* **DIRECTION**
Copy the records from the line with "of the church" through the end of the records, swapping "interior" for "sanctuary" and leaving everything else unchanged.
..........
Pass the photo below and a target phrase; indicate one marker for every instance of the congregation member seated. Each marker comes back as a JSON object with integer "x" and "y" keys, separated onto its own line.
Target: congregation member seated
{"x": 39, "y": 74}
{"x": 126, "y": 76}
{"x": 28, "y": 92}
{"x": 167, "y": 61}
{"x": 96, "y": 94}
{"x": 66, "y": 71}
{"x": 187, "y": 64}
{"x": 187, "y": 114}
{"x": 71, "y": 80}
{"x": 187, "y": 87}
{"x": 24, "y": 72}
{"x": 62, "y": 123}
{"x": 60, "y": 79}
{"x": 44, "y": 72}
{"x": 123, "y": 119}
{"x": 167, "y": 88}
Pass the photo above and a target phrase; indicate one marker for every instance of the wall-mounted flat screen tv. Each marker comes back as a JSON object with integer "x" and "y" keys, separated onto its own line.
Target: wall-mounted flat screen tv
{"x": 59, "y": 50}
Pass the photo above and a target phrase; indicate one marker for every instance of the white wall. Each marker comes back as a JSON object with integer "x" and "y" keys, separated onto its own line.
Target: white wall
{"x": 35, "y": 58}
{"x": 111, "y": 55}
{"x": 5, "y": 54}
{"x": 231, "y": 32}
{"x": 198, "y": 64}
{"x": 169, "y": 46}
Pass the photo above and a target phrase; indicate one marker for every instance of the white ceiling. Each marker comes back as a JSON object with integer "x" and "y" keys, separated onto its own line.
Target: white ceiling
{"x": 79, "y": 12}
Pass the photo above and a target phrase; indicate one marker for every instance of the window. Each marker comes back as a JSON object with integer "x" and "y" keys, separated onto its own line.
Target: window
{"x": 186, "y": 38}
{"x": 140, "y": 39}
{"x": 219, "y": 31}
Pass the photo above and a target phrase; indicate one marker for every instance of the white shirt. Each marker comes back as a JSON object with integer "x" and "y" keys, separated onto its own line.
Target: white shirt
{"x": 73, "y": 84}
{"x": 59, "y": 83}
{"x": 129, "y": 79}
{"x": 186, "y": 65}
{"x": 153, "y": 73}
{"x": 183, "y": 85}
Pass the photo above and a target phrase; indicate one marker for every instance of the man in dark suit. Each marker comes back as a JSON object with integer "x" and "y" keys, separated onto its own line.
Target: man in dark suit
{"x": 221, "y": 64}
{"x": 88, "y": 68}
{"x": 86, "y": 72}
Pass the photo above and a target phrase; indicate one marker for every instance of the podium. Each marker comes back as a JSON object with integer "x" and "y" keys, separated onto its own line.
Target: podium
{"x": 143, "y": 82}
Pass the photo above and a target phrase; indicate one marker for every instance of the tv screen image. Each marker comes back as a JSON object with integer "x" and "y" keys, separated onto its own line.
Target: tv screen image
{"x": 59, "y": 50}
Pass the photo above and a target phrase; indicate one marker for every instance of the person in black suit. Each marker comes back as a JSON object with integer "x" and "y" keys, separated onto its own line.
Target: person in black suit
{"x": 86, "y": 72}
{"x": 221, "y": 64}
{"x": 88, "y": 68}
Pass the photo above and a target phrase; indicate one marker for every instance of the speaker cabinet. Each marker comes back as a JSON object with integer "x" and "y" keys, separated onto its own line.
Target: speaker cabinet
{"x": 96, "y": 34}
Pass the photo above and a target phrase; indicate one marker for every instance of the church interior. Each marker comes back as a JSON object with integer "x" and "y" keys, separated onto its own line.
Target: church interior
..........
* **SOLUTION**
Pass the photo above and a target phrase; indicate one marker for every instance of the church sanctuary. Each marker comes back as a JSON object with integer "x" and "y" keys, separated onto its own line.
Target: church sanctuary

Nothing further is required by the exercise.